Como se não bastasse o escândalo
do mensalão, envolvendo altas figuras do governo e seu partido, além
de parlamentares e dirigentes de outros partidos, estouraram os escândalos do combustível e, em seguida,
o dos sanguessugas. Muita notícia,
muito discurso, muita indignação
mentirosa e, no fim, a impunidade.
Tem-se a impressão de que o país foi
tomado de assalto por várias quadrilhas que ocupam todo o aparelho do
Estado. E, no centro do palco, está o
presidente da República.
Pelo cargo que ocupa, pelo peso de
sua presença, é ele o protagonista da
grande comédia. Depois de passar
mais de 20 anos vociferando contra
a política decrépita e corrupta que
imperava no país, transformou-se
subitamente no "Lulinha paz e
amor", sorridente, compreensivo,
pai de todos: dos sem-terra, dos
com-terra, dos com-banco... Esperto como poucos, joga em todas as
posições ao mesmo tempo, finge que
governa e discursa, discursa. Ao assumir o governo, o Brasil ainda não
havia começado: ele criou tudo.
Lembram-se do seu primeiro ministério, o melhor que já houve no
mundo? Afora uns poucos ministros
que não são do PT, todos os outros já
rodaram. Imaginem se fosse o pior!
Mas o que me faz voltar a falar de
novo do Lula e do PT é esse fato inusitado que foi a invasão do prédio do
Congresso Nacional pela turba do
MLST. Com que fúria quebraram
tudo o que encontraram pela frente!
E com que propósito? Esta é a questão: por que fizeram aquilo?
Vamos examinar: o chefe do
MLST é Bruno Maranhão, membro
da Executiva do PT e secretário nacional de Movimentos Populares do
partido. Não se trata, portanto, de
um militante qualquer. Ele também
liderou, não faz muito tempo, a ocupação do Ministério da Fazenda e
logo depois embolsou grana do governo e foi recebido em audiência
por Lula. Numa visita do presidente
a Pernambuco, Bruno Maranhão,
como membro da Executiva petista,
lá estava ao lado de seu líder. Então,
esse é o homem que projetou e realizou o ato de vandalismo no Congresso Nacional? Mas ele é alta figura do partido do governo e o responsável pelos movimentos sociais do
PT. Como é possível? Terá feito isso
por decisão própria, contra toda a
orientação política do partido a cuja
direção pertence? Custa crer.

+---+

Exercício proposto 1: No trecho sobre a invasão do Congresso pelo MLST, explique em uma a três frases por que o texto afirma que Bruno Maranhão não é "um militante qualquer".
O trecho e os registros provêm de fontes distintas.

+---+

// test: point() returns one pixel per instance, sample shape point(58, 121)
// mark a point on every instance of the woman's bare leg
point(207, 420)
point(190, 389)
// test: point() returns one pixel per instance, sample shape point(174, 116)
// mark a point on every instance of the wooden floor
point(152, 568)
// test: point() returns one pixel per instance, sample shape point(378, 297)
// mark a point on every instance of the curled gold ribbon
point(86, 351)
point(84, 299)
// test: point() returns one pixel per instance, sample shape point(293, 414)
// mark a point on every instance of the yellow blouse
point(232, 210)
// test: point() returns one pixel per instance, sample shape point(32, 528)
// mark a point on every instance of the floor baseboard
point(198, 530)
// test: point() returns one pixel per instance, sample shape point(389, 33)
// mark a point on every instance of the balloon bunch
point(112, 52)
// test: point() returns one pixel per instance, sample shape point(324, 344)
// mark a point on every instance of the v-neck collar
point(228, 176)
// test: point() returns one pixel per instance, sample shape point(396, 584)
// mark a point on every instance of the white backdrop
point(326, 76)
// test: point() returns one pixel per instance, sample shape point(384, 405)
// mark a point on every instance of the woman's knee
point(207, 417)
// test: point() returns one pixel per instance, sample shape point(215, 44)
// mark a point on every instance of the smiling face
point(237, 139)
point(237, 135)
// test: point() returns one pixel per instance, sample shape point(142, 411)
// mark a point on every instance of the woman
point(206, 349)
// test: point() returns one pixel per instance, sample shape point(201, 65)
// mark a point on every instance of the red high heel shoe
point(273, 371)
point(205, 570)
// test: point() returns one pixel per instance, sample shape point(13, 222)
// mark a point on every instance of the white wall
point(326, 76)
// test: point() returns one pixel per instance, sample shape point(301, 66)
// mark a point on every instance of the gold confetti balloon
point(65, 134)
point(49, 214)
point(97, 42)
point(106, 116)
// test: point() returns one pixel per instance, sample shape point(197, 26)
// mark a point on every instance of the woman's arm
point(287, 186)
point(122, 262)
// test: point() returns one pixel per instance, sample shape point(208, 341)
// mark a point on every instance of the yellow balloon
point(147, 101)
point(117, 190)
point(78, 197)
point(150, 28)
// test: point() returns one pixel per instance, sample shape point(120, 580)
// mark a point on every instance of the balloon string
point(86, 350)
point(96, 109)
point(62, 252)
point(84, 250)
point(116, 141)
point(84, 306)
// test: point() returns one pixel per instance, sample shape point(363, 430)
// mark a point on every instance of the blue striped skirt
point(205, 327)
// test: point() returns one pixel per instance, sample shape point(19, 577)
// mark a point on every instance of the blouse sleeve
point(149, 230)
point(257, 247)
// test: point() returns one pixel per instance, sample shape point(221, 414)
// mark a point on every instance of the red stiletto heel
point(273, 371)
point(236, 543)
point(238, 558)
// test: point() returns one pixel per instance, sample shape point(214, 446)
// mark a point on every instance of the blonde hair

+---+

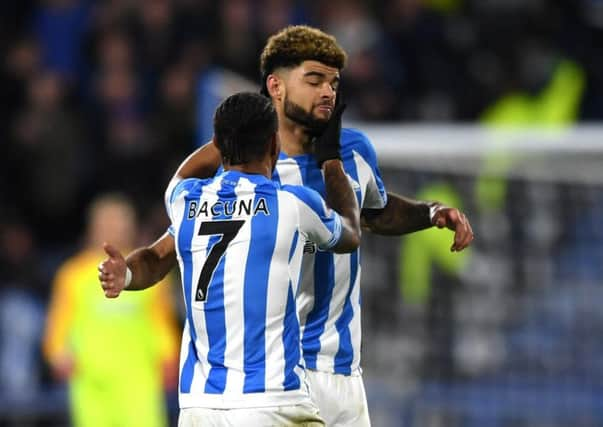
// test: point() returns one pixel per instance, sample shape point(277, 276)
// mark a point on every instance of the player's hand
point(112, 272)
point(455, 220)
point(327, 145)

+---+

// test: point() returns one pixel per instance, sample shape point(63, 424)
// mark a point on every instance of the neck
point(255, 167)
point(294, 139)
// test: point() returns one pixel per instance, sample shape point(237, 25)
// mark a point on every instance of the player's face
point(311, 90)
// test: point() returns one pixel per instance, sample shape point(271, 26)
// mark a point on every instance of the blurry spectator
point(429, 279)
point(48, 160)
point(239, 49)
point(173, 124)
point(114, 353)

+---+

Exercício proposto 2: Selecione todas as linhas dos registros que contêm a palavra "face".

Resposta 1: Porque ele é o chefe do MLST, membro da Executiva do PT e secretário nacional de Movimentos Populares do partido.

Resposta 2:
// mark a point on every instance of the smiling face
// mark a point on every instance of the player's face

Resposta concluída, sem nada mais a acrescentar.